» About this task
Your answer must consist solely of the lines from the start of the entries below through the line with "negative clicks: (99, 280) (55, 293)", unchanged.

══ Records shown ══

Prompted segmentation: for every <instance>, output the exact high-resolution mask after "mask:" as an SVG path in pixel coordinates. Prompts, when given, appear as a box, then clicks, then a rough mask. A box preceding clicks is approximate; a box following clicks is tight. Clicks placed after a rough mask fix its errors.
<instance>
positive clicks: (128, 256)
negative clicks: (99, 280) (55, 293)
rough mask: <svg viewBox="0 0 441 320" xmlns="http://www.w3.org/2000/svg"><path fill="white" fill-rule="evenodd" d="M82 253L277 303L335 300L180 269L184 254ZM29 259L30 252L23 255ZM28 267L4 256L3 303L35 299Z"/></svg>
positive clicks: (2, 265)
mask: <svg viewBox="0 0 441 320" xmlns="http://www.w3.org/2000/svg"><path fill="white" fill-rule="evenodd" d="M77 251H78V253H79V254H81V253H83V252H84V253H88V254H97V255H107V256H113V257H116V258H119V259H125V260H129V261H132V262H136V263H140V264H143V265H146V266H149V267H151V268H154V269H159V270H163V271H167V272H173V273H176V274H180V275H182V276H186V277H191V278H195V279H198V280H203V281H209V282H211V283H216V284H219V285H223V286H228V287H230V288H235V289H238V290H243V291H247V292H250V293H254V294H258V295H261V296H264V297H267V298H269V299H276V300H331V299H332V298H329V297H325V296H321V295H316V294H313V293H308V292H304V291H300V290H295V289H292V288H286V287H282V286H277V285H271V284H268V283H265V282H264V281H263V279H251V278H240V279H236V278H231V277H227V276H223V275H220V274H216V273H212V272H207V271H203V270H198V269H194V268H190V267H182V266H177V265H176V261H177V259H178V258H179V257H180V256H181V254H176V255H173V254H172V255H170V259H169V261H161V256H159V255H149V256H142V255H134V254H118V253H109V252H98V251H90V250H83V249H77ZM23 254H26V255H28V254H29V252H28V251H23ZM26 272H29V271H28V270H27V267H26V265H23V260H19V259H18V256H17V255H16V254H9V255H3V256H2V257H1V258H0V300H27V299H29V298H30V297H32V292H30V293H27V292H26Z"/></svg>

═══

» Exercise response
Prompted segmentation: for every <instance>, output the exact high-resolution mask after "mask:" as an SVG path in pixel coordinates. Prompts, when given, appear as a box, then clicks, then a rough mask. A box preceding clicks is approximate; a box following clicks is tight. Clicks placed after a rough mask fix its errors.
<instance>
positive clicks: (128, 256)
negative clicks: (99, 280) (55, 293)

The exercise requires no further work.